READING PASSAGE:

◇ ◇ ◇

Schematic diagram of the specimens

Table 2 Experimental similarity factors

Table 3 Structural material parameters of the scaled model

The acceleration area (Fig. 3b) and deceleration area (Fig. 3c), located on the two sides of the laboratory, are independent structures separated from the shaking table system and the reduced-scale bridge model. The acceleration area consists of acceleration board, acceleration belt, accelerator and acceleration track. The accelerator pulls the acceleration board through the belt, and the train model is accelerated to test speed in the acceleration area.

The transition device (Fig. 3d) is located between the acceleration area and the model. The transition device consists of transition track and actuator. The position of the transition track can be adjusted by the actuator to connect or disconnect the acceleration area from the model.

The deceleration area consists of steel cage, buffering springs, and guardrail. When the train enters the deceleration area and is captured by the steel cage, the buffering springs between the cage and the guardrail reduce the train speed to zero.

At the beginning of this test, the train model first was accelerated to the test speed in the acceleration area and then entered the bridge model by way of the transition device. At the moment the train ran onto the bridge, the transition device was disconnected, the measurement system began to record, and the shaking tables began to apply seismic excitations until the train left the bridge and entered the deceleration area.

2.3 Measurement system

The measurement system consists of a VIC-3D high-speed camera system (Fig. 6) (manufactured by an American company, Correlatated Solutions Inc) and an IMC test system (manufactured by a Germany company, IMC test and measurement GmbH). The high-speed camera system is composed of two high-speed cameras, high-power lamps, and a speckle region pasted on specimen surface, which can capture structural displacement and deformation within the speckle region. The IMC test system is composed of acceleration sensors and a data collection system that can measure the structural acceleration.

Fig. 6

VIC-3D high-speed camera system

High-speed cameras have a limited observation scope, and a maximum width of about 2 m, so selecting a reasonable observation region and suitable measurement indices is important. The seismic deformation of bridge structures is one of the core issues related to bridge safety, and track structures in the vicinity of girder gaps are more susceptible to earthquake-induced deformation and failure compared than other parts of the track. The deformation of bearings and piers is a focus of aseismic measures for bridges. Due to these considerations, the observation region was placed between the 5# girder and 6# girder in this test. Measurement indices included the deformation of track structures in the girder gap region, and the deformation of bearings and piers. In addition, for the purpose of studying the effect of the train on structures in the girder gap region, acceleration sensors were mounted at the end of the 5# girder and the top of the 6# pier. See the layout of speckle points and acceleration sensors in Fig. 7.

◇ ◇ ◇

TASKS TO COMPLETE:
(1) Replace "buffering springs" with "damping springs" in the description of the shaking table test, starting at "The deceleration area consists" and ending at "the deceleration area.", and give that span again.
(2) Extend the description of the shaking table test with the passage that would follow its last sentence.

◇ ◇ ◇

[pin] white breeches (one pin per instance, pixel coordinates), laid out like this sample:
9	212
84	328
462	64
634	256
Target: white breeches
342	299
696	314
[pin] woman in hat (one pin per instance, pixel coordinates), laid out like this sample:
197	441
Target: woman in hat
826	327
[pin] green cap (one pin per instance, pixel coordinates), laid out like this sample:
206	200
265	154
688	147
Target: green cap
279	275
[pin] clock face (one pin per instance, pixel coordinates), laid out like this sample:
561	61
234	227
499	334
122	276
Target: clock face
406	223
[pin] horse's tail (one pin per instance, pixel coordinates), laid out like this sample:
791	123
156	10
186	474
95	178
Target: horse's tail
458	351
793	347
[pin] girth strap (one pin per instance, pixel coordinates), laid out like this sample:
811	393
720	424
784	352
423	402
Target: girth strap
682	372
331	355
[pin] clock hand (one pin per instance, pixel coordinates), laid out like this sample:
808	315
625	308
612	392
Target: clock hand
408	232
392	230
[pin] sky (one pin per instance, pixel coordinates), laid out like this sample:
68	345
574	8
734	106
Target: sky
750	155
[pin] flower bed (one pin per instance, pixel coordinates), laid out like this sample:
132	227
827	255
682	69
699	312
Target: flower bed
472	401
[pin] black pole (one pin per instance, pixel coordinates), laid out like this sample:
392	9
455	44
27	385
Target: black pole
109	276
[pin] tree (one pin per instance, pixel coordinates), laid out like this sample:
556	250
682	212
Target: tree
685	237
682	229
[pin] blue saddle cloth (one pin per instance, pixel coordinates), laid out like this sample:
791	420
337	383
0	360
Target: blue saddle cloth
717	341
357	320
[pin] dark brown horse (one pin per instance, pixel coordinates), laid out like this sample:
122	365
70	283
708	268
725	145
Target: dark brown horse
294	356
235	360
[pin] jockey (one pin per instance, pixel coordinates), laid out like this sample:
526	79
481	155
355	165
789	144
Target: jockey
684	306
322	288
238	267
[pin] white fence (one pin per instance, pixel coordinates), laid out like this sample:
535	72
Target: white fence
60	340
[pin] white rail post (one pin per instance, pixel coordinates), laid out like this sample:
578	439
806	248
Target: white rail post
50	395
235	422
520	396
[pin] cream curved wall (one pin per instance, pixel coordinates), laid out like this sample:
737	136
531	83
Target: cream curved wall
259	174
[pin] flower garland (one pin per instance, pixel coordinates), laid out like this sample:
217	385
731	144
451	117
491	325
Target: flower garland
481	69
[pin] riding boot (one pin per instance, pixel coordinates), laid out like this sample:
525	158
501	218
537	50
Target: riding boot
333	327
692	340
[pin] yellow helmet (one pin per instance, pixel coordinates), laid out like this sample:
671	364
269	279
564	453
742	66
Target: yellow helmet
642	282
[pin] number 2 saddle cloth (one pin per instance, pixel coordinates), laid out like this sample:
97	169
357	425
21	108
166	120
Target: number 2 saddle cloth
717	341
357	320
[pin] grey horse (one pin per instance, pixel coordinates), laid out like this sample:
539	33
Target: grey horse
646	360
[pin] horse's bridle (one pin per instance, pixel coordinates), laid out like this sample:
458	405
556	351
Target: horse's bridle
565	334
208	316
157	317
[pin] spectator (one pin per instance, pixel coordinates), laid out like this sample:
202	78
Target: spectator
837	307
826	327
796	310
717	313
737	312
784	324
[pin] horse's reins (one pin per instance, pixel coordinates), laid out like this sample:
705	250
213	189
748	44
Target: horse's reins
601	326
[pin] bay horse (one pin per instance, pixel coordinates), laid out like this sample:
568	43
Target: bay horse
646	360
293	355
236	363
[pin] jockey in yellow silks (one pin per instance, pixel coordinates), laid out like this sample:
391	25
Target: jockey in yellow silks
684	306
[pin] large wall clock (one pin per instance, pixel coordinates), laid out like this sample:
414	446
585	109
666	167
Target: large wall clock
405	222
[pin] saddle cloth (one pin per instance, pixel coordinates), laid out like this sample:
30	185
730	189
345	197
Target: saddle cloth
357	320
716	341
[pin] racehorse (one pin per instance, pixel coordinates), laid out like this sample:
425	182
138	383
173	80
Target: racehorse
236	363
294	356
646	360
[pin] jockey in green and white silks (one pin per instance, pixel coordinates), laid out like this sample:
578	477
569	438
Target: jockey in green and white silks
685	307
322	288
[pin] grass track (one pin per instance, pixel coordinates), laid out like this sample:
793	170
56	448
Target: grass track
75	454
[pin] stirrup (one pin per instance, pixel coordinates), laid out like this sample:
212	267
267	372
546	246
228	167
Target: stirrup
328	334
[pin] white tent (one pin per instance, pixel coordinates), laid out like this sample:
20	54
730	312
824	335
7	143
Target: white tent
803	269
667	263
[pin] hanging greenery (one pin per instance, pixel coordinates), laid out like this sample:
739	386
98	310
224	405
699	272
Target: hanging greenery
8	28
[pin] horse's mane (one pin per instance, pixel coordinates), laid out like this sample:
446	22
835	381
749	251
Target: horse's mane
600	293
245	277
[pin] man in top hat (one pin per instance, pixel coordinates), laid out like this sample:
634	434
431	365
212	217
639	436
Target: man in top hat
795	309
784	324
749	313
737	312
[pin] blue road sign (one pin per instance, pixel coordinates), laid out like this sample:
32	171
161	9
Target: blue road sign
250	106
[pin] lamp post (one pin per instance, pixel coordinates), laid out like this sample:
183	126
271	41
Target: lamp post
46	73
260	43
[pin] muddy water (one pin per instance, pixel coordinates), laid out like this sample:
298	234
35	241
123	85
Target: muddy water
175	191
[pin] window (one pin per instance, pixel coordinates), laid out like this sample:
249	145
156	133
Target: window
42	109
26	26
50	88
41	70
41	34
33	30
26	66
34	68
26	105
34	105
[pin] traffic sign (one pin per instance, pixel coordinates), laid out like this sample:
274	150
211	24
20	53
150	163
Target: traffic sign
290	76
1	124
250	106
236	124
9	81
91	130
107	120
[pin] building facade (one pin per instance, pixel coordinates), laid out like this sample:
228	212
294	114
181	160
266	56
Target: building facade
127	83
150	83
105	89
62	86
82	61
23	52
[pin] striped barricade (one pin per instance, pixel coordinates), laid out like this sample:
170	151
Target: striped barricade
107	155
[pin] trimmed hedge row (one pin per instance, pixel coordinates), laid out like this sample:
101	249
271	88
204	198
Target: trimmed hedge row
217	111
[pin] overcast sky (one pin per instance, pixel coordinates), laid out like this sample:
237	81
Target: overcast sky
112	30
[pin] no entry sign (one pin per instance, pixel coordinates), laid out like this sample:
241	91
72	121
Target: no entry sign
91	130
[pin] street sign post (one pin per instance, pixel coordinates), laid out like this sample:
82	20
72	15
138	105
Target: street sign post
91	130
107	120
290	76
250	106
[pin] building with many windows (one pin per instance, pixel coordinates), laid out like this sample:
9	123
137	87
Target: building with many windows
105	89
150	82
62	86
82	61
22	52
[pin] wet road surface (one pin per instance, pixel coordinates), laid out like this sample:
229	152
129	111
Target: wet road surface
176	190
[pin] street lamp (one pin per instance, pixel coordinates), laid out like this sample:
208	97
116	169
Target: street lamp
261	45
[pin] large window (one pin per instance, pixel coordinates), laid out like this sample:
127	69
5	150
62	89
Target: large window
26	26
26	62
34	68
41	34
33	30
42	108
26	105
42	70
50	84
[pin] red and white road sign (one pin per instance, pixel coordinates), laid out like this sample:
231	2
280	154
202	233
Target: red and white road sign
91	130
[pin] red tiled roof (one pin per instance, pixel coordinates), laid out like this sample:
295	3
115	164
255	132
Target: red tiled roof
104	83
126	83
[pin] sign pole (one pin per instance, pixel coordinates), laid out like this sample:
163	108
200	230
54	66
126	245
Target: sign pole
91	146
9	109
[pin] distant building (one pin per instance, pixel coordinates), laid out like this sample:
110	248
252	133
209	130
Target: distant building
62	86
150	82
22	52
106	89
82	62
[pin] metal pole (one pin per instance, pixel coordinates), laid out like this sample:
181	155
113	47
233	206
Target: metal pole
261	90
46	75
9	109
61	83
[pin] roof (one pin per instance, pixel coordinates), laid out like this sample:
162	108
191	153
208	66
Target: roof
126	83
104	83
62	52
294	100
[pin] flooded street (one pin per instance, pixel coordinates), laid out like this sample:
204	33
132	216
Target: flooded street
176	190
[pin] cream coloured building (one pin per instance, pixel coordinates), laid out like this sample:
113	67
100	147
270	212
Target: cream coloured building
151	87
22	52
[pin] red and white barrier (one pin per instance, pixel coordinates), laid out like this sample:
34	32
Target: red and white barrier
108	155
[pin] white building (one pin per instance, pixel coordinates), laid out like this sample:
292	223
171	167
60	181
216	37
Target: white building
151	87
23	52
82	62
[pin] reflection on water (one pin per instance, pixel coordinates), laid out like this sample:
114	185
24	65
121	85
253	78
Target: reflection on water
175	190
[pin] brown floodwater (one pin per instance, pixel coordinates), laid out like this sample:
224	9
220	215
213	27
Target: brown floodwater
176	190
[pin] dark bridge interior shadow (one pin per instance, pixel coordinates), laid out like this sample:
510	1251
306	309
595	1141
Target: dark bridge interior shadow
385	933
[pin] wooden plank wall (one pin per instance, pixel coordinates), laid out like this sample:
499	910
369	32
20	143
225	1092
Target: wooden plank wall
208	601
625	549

◇ ◇ ◇

REPLIES:
(1)
The deceleration area consists of steel cage, damping springs, and guardrail. When the train enters the deceleration area and is captured by the steel cage, the damping springs between the cage and the guardrail reduce the train speed to zero.

At the beginning of this test, the train model first was accelerated to the test speed in the acceleration area and then entered the bridge model by way of the transition device. At the moment the train ran onto the bridge, the transition device was disconnected, the measurement system began to record, and the shaking tables began to apply seismic excitations until the train left the bridge and entered the deceleration area.

(2)
Fig. 7

Arrangement of speckle areas and acceleration sensors

3 Seismic excitation

3.1 Design response spectrum

Chinese design response spectrum (Fig. 8a) was used to generate seismic excitation for the experiment. The determination of response spectrum requires the maximum horizontal acceleration α and periodic coefficient T_g, which can be referred to Tables 4 and 5.

Fig. 8

Chinese design response spectrum

Table 4 α under different earthquake levels

Table 5 T_g under different site types

Based on the possibility and hazard intensity of earthquake occurrence, the seismic fortification zones in China are divided into 6, 7, 8, and 9-degree fortification zones, of which the maximum horizontal acceleration were shown in Table 4. In Table 5, the sites are divided into group 1, 2 and 3 according to the epicenter distance, and Class I, II, III, IV according to the soil type.

The protype bridge is located in an 8-degree seismic fortification zone in China, and the seismic excitation intensity of experiment was considered as fortification. Therefore, the α of response spectrum is 0.20 g. The site is a class-I and group-1 zone, and the T_g of response spectrum is 0.25 s. Hence, the design response spectrum (Fig. 8b) was established.

3.2 Acceleration time history curve

Limited by test conditions, if shaking tables were to move longitudinally, they might cause a collision between the bridge model and the transition device. Therefore, the ground motion input directions were set as transverse and vertical in this test. Chinese code for seismic design of railway engineering (Ministry of Railways of People’s Republic of China 2009) stipulates that the vertical ground motion can be considered as a product of horizontal ground motion and coefficient k, and the coefficient k can be taken as 2/3.

SeismoArtif program was used to realize the conversion from response spectrum to acceleration time history curve (Fig. 9). The transverse experimental excitation of the shaking tables was obtained by multiplying the time axis of the prototype acceleration history by the time similarity ratio S_T (Fig. 10a). The vertical experimental excitation was obtained by multiplying the transverse seismic excitation by the coefficient 2/3 (Fig. 10b).

Fig. 9

Seismic excitation of the prototype

Fig. 10

Excitation signals of the shaking tables

The output signals (Figs. 10c–d) of the shaking tables were collected, and their time axes were multiplied by the coefficient 1/S_T to generate the prototype response spectrum (Fig. 11). It can be seen that the response spectrums and time history curves of the input and output signals are generally close, indicating that the shaking table system can simulate the ground motion realistically.

Fig. 11

Response spectrums of excitation signals of the shaking tables

4 Test analysis

4.1 Model dynamics

The natural frequency of the model bridge can be obtained by analyzing the power spectral density of its seismic response, which can be divided into following steps: (1) The shaking tables were used to apply white noise excitations to the model bridge, and the acceleration responses of 5# girder were recorded. (2) The acceleration responses were converted to acceleration power spectra density (Fig. 12). (3) The abscissas of the peak values for the power spectral density correspond to the natural frequencies of the model (Jiang et al. 2019a, b, c).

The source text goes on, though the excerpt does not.